# Exercise directions
Revise the stretch of the material below from the line containing "the white cloud?" through the line containing "pixel 255 186": replace "picket fence" with "wooden fence" and keep everything else unchanged. Return only those lines.

◇ ◇ ◇ ◇

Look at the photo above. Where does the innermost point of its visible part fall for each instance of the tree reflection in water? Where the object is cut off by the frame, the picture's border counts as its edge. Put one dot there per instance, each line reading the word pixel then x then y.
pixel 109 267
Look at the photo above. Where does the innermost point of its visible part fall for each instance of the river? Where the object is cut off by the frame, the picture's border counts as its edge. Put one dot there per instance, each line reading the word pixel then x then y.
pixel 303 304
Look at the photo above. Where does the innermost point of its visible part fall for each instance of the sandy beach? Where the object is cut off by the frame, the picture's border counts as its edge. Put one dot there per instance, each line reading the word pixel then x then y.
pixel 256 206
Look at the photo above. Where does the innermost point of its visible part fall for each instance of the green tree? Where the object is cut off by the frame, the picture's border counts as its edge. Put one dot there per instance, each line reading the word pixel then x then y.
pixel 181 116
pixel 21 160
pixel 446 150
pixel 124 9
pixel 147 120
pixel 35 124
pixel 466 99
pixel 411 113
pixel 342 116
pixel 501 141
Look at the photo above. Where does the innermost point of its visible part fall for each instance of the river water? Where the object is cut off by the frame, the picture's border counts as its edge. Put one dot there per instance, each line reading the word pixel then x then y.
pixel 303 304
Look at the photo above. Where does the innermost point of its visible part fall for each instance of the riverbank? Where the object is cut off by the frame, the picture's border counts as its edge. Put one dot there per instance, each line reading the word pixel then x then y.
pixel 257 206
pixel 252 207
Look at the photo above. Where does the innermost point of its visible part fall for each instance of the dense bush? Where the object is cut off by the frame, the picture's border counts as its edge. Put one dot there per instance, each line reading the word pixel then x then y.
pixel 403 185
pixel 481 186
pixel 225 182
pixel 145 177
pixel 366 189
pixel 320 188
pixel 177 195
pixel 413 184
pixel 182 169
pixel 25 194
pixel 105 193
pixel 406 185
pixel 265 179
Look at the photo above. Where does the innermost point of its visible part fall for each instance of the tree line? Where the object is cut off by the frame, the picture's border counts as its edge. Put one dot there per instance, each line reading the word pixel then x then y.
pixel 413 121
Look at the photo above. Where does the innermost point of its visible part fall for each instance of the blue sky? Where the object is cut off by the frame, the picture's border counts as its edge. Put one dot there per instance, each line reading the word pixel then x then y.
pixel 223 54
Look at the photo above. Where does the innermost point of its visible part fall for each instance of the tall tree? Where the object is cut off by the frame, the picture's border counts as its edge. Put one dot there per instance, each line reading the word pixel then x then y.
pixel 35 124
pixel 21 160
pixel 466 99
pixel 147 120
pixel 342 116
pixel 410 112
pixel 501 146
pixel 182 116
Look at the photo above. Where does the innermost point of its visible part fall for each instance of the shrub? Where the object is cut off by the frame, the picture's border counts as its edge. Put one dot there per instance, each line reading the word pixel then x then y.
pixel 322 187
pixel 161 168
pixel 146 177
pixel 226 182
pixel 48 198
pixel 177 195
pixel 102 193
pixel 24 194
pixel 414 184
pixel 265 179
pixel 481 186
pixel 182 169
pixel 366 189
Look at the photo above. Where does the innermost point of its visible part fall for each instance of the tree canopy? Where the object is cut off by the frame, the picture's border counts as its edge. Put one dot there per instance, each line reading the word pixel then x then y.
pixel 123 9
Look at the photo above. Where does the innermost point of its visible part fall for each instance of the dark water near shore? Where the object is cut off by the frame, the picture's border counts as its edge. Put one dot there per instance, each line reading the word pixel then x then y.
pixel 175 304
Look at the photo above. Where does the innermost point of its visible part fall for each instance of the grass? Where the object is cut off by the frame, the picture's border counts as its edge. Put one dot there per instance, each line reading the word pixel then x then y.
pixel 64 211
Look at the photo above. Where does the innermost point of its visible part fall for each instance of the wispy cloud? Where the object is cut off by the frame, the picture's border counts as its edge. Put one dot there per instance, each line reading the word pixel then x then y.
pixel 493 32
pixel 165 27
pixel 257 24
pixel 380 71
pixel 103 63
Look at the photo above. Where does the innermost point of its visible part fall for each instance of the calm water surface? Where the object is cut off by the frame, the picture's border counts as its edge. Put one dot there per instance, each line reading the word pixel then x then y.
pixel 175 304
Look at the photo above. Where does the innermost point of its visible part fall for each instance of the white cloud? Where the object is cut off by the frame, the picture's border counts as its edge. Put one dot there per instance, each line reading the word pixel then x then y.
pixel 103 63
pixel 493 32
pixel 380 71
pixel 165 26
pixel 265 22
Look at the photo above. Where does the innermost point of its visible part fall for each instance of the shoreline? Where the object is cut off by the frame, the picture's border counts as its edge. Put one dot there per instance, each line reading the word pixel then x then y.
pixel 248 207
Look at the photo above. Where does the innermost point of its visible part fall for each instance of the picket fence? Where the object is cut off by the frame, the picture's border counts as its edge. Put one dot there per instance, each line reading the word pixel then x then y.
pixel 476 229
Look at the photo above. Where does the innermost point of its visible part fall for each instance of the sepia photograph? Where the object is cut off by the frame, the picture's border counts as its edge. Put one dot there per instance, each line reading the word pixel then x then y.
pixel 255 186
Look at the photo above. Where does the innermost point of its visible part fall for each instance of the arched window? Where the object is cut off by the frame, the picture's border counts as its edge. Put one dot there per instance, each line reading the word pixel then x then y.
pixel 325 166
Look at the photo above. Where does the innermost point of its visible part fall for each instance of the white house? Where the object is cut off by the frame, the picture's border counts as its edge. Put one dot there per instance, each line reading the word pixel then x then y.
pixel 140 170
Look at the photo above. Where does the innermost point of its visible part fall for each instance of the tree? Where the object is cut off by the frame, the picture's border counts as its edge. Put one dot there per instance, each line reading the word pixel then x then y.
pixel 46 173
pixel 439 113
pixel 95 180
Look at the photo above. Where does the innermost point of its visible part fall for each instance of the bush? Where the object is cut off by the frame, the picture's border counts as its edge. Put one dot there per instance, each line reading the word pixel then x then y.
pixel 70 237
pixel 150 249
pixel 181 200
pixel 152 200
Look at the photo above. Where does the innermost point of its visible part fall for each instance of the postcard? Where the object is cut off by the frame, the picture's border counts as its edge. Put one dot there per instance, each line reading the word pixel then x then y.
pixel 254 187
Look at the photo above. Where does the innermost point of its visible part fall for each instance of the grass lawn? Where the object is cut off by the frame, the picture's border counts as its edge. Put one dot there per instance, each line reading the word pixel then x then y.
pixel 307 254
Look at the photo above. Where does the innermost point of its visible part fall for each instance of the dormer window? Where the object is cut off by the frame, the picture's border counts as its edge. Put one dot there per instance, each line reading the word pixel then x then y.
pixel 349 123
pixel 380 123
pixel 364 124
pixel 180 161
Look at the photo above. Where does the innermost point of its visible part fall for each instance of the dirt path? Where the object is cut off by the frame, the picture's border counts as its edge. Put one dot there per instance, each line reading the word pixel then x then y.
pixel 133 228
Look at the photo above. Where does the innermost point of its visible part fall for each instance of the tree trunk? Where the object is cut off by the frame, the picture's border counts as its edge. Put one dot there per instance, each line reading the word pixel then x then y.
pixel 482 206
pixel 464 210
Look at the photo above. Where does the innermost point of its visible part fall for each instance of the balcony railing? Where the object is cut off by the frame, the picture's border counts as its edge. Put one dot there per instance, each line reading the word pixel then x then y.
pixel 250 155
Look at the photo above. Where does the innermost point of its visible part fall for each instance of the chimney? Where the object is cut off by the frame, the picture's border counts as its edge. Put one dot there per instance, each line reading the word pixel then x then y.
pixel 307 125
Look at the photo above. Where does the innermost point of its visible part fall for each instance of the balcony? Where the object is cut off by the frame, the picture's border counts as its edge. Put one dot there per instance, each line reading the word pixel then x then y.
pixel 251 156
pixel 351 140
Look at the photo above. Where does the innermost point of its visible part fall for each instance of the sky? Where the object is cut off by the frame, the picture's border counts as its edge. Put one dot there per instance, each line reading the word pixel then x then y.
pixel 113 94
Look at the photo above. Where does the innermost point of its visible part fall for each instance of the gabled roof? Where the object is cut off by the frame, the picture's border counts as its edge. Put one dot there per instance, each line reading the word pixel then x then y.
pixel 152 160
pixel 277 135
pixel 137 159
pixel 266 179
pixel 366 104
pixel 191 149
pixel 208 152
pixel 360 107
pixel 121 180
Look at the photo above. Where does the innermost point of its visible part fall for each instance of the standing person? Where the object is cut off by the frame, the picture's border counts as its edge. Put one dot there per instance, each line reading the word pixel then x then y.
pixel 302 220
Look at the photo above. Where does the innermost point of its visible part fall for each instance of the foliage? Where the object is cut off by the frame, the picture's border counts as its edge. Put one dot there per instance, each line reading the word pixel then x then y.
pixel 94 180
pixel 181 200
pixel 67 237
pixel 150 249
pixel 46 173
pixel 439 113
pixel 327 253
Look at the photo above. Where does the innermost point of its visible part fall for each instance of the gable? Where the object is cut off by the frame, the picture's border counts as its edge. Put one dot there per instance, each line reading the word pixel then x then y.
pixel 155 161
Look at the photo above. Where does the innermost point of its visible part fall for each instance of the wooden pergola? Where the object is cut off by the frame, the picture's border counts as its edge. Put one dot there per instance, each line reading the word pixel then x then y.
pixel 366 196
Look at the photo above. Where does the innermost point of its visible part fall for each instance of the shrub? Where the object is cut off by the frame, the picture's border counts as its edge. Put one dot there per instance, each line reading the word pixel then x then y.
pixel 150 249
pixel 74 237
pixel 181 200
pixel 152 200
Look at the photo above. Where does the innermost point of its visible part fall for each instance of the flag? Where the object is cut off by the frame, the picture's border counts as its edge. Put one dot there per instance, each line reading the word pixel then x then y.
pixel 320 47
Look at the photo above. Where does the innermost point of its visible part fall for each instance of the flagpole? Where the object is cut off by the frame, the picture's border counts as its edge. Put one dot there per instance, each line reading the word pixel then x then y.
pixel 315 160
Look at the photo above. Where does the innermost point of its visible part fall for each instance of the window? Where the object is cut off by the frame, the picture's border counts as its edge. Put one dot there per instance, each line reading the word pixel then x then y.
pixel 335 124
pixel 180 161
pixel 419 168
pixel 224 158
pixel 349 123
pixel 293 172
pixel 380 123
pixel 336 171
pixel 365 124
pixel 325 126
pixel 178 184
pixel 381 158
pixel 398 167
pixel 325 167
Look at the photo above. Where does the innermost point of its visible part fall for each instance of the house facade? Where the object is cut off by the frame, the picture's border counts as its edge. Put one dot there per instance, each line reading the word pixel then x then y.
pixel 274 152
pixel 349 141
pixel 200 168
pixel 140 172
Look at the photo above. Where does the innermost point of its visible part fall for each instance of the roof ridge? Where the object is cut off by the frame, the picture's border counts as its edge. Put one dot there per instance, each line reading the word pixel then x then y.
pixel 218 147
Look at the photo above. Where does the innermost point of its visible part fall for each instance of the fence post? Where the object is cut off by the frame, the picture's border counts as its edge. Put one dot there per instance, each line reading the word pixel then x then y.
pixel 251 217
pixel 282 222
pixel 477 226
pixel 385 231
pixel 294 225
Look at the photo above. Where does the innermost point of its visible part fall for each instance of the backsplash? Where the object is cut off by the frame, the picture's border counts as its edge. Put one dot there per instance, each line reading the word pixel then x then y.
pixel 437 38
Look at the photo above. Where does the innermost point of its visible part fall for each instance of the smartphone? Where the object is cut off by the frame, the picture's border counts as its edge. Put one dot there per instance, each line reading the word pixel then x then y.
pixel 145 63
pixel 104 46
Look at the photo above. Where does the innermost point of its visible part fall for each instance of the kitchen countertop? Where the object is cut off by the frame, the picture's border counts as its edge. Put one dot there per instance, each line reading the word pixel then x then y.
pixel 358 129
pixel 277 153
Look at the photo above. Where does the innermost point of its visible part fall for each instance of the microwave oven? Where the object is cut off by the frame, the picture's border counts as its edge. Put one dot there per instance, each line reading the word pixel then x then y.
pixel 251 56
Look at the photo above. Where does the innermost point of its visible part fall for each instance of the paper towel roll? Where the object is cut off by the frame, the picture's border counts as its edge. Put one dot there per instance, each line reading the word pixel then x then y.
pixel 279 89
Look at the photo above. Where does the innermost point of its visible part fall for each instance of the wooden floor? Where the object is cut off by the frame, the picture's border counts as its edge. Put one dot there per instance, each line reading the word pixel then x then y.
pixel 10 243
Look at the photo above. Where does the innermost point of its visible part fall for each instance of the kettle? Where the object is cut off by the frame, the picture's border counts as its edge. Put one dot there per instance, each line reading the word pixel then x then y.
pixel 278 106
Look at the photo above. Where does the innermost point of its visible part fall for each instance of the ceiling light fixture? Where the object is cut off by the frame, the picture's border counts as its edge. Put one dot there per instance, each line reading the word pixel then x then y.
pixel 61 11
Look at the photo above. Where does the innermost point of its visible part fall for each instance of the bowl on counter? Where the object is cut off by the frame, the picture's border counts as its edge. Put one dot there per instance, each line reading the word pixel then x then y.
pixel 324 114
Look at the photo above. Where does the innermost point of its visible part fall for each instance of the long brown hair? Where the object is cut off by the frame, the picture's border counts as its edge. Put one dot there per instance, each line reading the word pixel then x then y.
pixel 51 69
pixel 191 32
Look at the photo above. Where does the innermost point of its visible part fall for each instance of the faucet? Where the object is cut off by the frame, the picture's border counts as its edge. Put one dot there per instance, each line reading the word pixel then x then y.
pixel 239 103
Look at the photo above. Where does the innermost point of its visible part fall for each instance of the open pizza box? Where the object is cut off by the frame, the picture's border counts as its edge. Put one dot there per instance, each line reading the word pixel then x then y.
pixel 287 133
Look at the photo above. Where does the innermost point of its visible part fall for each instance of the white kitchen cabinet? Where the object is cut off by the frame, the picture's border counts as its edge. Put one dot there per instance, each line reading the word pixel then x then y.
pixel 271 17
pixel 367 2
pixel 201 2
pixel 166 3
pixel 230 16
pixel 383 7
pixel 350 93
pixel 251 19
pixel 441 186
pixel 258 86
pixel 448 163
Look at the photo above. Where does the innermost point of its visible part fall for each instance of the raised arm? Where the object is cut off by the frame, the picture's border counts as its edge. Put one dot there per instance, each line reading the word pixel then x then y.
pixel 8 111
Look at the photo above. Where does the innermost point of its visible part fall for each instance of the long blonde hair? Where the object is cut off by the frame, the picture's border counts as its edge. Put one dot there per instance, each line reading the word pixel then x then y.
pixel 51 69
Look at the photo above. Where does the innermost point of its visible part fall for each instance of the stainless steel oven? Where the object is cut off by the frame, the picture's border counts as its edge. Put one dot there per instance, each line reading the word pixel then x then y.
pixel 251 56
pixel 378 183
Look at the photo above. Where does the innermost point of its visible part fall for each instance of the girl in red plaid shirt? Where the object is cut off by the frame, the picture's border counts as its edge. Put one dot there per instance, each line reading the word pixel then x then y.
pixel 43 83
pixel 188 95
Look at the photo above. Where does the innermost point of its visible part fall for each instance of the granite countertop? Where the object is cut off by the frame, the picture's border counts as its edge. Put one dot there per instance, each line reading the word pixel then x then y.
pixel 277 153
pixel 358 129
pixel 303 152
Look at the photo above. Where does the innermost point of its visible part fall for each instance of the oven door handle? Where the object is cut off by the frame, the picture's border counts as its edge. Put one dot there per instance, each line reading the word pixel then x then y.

◇ ◇ ◇ ◇

# Answer below
Look at the photo above. Where does the innermost point of its visible part fall for each instance of the white cloud? Where the object is cut off by the frame, the picture's border counts as its edge. Put one dot there per instance, each line reading the word pixel then x then y.
pixel 103 63
pixel 493 32
pixel 380 71
pixel 165 26
pixel 265 22
Look at the photo above. Where does the innermost point of its visible part fall for each instance of the shoreline? Where the object is cut off by the frame, the picture's border counts as its edge. Put one dot there per instance, each line reading the word pixel then x then y.
pixel 248 207
Look at the photo above. Where does the innermost point of its visible part fall for each instance of the wooden fence? Where the object is cut off by the frame, the picture's border counts as its edge. Put one dot there per instance, each line reading the word pixel then x then y.
pixel 476 229
Look at the photo above. Where does the innermost point of its visible part fall for each instance of the sepia photograph? Where the object is cut off by the frame, the picture's border counts as its edge. Put one dot there per instance, each line reading the word pixel then x then y.
pixel 255 186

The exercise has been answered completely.